Proposition 39

Results
| Choice | Votes | % |
| Yes | 7,384,416 | 61.10% |
| No | 4,701,562 | 38.90% |
| Total votes | 12,085,978 | 100.00% |
| Yes 70-80% 60-70% 50-60% | No 60-70% 50-60% |

= 2012 California Proposition 39 =

Referendum modifying corporate tax burdens

Proposition 39 is a ballot initiative in the state of California that modifies the way out-of-state corporations calculate their income tax burdens. The proposition was approved by voters in the November 6 general election, with 61.1% voting in favor of it.

Supporters of Proposition 39 claimed that it will close a tax loophole that currently rewards out-of-state companies for taking jobs out of California and, for tax purposes, treats out-of-state companies the way California-based companies are treated. The savings generated by closing the loophole will be directed to fund public schools and create jobs in the state, especially construction jobs in the clean energy sector. Opponents argued that Proposition 39 is simply a tax increase, and it will make out-of-state companies less likely to do business in California. The proposition does not affect California-based companies or California residents.

The nonpartisan California Legislative Analyst's Office has determined that changing the way out-of-state corporations are taxed in California will generate approximately $1 billion in revenue and create 40,000 jobs.

The primary financial backer of Proposition 39 was Thomas Steyer, who also played a lead role in designing the initiative. California State Senator Kevin de León served as the co-chairman of the Prop 39 campaign.

California State Controller John Chiang appointed three members to a board created to oversee the Allocation of new funds related to the California Clean Energy Jobs Act. The three board members include: Gary Kremen, the founder of Match.Com also a clean technology engineer, entrepreneur and inventor; Erik Emblem, executive administrator and chief operating officer of the Western States Council-Sheet Metal Workers in Sacramento; and Dana Cuff, professor of Architecture and Urban Planning at the University of California, Los Angeles.

==Background==
In 2009, Sacramento legislators changed corporate tax law so that out-of-state companies could choose between two methods for calculating their California income tax. Companies could choose either the "three-factor" or "single-sales factor" method. The three-factor method bases half of a company's tax bill on in-state sales and the other half on in-state property and employees.

A company with ample sales but no physical presence in the state significantly reduces its tax burden when choosing the three-factor method. The change was part of a balanced budget deal between Arnold Schwarzenegger and state Republicans. California is the only state that allows out-of-state companies to choose how their income tax is calculated.

**PROVIDED INFORMATION:**
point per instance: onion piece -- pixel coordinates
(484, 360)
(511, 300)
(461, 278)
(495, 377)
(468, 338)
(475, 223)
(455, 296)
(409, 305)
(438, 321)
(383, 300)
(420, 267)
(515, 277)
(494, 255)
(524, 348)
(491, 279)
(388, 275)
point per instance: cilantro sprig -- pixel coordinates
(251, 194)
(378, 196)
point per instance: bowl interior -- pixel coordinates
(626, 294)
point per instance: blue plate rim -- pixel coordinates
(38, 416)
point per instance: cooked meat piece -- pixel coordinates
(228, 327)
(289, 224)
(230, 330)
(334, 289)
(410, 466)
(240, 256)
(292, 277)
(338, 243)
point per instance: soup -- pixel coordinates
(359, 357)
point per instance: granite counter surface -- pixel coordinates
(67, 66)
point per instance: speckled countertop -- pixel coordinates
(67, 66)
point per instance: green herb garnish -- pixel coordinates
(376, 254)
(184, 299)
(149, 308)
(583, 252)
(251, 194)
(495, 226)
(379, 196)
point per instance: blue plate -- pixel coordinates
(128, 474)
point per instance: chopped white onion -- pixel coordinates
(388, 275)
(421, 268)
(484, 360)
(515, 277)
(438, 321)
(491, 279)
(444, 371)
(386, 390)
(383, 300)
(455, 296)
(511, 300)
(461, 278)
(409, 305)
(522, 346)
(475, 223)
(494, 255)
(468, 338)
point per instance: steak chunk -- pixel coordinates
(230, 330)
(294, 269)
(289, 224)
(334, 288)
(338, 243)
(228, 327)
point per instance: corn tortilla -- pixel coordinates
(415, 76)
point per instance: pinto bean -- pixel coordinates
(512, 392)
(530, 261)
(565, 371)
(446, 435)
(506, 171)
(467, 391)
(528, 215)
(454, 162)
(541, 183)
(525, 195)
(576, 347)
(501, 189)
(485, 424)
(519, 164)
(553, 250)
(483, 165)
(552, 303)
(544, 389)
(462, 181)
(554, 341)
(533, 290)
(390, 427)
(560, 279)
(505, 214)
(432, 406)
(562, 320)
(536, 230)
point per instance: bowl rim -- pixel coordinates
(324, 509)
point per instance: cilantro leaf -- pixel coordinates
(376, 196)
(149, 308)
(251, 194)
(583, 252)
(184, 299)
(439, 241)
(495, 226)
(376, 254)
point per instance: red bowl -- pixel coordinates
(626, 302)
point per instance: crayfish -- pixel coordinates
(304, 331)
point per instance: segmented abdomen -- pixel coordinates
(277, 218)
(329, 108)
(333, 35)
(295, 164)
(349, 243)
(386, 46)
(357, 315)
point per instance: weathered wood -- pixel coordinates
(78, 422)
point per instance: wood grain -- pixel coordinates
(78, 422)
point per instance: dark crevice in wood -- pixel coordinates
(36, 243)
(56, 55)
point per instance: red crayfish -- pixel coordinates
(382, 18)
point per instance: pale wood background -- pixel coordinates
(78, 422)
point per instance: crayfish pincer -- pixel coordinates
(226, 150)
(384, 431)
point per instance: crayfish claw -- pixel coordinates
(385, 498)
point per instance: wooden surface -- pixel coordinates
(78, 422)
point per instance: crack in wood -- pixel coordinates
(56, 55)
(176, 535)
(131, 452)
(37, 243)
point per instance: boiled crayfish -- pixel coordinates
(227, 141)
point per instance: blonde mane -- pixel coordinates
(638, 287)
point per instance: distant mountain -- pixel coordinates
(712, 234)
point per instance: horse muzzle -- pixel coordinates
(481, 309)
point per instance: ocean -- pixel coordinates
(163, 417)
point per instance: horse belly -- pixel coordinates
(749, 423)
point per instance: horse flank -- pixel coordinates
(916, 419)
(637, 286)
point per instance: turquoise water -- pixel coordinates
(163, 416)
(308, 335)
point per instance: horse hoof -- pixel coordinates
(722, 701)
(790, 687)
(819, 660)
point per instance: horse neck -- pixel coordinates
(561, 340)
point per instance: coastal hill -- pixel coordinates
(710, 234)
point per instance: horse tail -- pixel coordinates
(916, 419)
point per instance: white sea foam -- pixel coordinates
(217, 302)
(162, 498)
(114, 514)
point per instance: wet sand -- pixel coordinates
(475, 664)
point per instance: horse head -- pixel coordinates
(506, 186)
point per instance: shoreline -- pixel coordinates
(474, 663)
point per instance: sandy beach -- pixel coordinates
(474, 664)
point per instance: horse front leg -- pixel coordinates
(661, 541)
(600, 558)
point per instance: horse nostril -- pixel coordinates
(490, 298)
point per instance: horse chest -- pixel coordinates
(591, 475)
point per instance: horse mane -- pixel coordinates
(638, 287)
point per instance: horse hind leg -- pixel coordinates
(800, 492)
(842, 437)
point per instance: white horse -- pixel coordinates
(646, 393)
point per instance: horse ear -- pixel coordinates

**COMPLETE THE FOLLOWING:**
**A.** In the Proposition 39 text, who was the main financial backer of the measure?
**B.** Report every line of the records that contains the string "crayfish".

**THE RESPONSES:**
**A.** Thomas Steyer.

**B.**
point per instance: crayfish -- pixel coordinates
point per instance: red crayfish -- pixel coordinates
point per instance: crayfish pincer -- pixel coordinates
point per instance: crayfish claw -- pixel coordinates
point per instance: boiled crayfish -- pixel coordinates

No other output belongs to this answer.